You are viewing a plain text version of this content. The canonical link for it is here.
Posted to dev@lucene.apache.org by Konstantin <ac...@gmail.com> on 2016/07/08 14:13:27 UTC

Compaction logic

Hello, my name is Konstantin, I'm currently reading Lucene's sources and
wondering why particular technical decisions were made.

Full disclosure - I'm writing my own inverted index implementation as a pet
project https://github.com/kk00ss/Rhinodog . It's about 4 kloc of scala,
and there are tests comparing it with Lucene on wiki dump (I actually run
only on small part of it ~500MB).

Most interesting to me, is why compaction algorithm is implemented this way
- it's clear and simple, but wouldn't it be better to merge postings lists
on a per term basis. Well current Lucene implementation is probably better
for HDDs and proposed would need SSD to show adequate performance.
But that would be more of smaller compactions, each much chipper. Some
times if a term has small posting list - it would be inefficient, but I
think some threshold can be used.
This idea comes from an assumption that when half of the documents were
removed from a segment - not all the terms might need compaction,  assuming
non-uniform distribution of terms among documents (which seems likely to
me, an amateur ;-) ).

Does it make any sense ?
BTW, Any input about Rhinodog and it's benchmarks vs Lucene would be
appreciated.

Re: Compaction logic

Posted by Konstantin <ac...@gmail.com>.
2 Michael McCandless
Yes I meant Lucene Codecs abstraction - but it alone doesn't cut it. Well
there is probably no easy way to integrate this approach into Lucene.
And there is not enough evidence that it makes sense at all. I should test
this approach with B-trees and small compactions first.
 With existing Lucene's benchmarks as reference.
2 Erick Erickson About "typical user query" - now it's clear that was
speculation.

Thanks everybody

2016-07-10 22:08 GMT+03:00 Erick Erickson <er...@gmail.com>:

> Comments from the peanut gallery...

+++

[Tasks for this exercise]:
A. Answer these about the Lucene compaction thread, one per line:
(i) In what language is Rhinodog written?
(ii) About how much of the wiki dump does Konstantin actually run the tests on?
(iii) What does Konstantin say he should test the approach with first?
B. Please say whether each statement agrees with the Lucene compaction thread, giving yes or no and quoting the words that decide it.
(i) Konstantin expects per-term merging would need an SSD to perform adequately.
(ii) Konstantin holds that the Lucene Codecs abstraction alone is enough for his approach.
(iii) The first post was made on July 10, 2016.
C. Write the next part of the Lucene compaction thread, picking up after its final line.

+++

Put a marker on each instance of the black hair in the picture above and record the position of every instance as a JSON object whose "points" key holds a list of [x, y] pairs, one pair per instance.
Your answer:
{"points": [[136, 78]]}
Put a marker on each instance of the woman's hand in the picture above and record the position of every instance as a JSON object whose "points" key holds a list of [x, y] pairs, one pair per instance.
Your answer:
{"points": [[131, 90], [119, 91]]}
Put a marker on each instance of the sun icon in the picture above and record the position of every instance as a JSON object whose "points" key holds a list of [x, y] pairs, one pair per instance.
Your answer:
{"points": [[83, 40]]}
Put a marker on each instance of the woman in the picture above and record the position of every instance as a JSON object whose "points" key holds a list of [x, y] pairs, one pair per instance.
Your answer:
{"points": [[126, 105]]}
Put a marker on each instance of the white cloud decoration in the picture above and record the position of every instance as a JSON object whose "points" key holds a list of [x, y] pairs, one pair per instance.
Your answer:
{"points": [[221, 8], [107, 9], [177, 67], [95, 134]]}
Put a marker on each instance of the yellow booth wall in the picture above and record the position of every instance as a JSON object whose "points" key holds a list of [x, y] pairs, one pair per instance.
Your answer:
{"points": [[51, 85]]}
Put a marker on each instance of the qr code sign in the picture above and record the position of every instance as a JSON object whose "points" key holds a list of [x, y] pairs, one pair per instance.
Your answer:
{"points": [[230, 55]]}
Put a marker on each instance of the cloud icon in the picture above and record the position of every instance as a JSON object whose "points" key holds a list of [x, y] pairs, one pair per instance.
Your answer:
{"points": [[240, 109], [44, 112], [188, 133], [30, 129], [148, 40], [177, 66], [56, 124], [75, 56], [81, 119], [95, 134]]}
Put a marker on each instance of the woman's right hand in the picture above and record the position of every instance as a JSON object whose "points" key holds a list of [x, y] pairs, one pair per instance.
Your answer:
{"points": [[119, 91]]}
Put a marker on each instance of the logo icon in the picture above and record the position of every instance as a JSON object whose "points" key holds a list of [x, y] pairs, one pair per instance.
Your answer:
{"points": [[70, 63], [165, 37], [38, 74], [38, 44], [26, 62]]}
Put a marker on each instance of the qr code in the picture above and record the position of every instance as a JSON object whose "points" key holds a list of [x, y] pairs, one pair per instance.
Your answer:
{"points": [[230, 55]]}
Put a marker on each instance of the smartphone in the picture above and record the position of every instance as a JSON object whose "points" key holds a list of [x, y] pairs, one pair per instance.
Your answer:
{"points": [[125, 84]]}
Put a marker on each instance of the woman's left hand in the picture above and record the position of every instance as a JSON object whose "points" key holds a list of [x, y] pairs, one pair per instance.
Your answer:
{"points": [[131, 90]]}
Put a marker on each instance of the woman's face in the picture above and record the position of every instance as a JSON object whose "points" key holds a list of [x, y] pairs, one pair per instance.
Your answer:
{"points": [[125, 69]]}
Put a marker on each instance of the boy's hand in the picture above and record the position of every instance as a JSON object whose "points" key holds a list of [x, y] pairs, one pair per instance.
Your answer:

+++

[Set of answers]:
A.
(i) Scala
(ii) A small part of it, about 500MB
(iii) B-trees and small compactions

B.
(i) Yes: "proposed would need SSD to show adequate performance"
(ii) No: "but it alone doesn't cut it"
(iii) No: "on 2016/07/08 14:13:27 UTC"

C.
>
> I'd state it much more harshly. There's no such thing as a "typical
> user query" ;) We spend a lot of time trying to score documents to
> return the "best" answer.... which is totally irrelevant to some of
> the applications we see where the only concern is aggregations. Which
> is totally irrelevant for apps (think, say patents or drug research or
> most other things legal and many things academic) where the overriding
> concern is seeing _all_ the documents pertaining to the search. Which
> is totally irrelevant to e-commerce where the concern is how much
> margin say an aggregator makes which is totally irrelevant to <insert
> case N+1 here>
>
> I truly wish there was a better answer here, but until there is I'd
> just use Mike's stuff if you can, at least that way you're comparing a
> long-running benchmark with the new code.
>
> FWIW,
> Erick
>
> On Sun, Jul 10, 2016 at 6:45 AM, Michael McCandless
> <lu...@mikemccandless.com> wrote:
> > On Sat, Jul 9, 2016 at 5:44 PM, Konstantin <ac...@gmail.com>
> wrote:
> >>
> >> Thanks
> >> I'm aware of current implementation of merging in Lucene on a high
> level.
> >> Yes Rhinodog uses B-tree for storing everything, it is a bottleneck on
> >> writes, but it's almost as fast on reads as direct access to location on
> >> disk.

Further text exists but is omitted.